Task to complete: Reproduce all the data verbatim.

### Source material

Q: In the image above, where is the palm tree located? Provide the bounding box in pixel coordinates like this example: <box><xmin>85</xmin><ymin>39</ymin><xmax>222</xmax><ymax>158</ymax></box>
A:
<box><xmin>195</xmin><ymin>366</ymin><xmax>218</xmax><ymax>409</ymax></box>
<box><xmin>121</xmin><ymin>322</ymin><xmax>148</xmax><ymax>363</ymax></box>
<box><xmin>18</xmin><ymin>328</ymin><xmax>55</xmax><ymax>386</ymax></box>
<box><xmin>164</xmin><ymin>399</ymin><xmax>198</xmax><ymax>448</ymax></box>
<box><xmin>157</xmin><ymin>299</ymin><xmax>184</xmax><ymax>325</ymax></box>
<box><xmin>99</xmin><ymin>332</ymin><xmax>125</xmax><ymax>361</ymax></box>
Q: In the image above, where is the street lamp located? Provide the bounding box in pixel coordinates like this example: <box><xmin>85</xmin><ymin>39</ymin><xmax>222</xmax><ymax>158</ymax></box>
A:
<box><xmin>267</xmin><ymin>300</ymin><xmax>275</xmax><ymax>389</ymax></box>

######

Solution:
Q: In the image above, where is the palm tree located? Provide the bounding box in pixel coordinates like this example: <box><xmin>85</xmin><ymin>39</ymin><xmax>222</xmax><ymax>158</ymax></box>
A:
<box><xmin>195</xmin><ymin>366</ymin><xmax>218</xmax><ymax>409</ymax></box>
<box><xmin>121</xmin><ymin>322</ymin><xmax>148</xmax><ymax>363</ymax></box>
<box><xmin>18</xmin><ymin>328</ymin><xmax>55</xmax><ymax>386</ymax></box>
<box><xmin>164</xmin><ymin>399</ymin><xmax>198</xmax><ymax>448</ymax></box>
<box><xmin>157</xmin><ymin>299</ymin><xmax>184</xmax><ymax>325</ymax></box>
<box><xmin>99</xmin><ymin>332</ymin><xmax>125</xmax><ymax>361</ymax></box>
Q: In the image above, where is the street lamp located? Provide the bounding box in pixel coordinates like this example: <box><xmin>85</xmin><ymin>39</ymin><xmax>222</xmax><ymax>158</ymax></box>
A:
<box><xmin>267</xmin><ymin>300</ymin><xmax>275</xmax><ymax>389</ymax></box>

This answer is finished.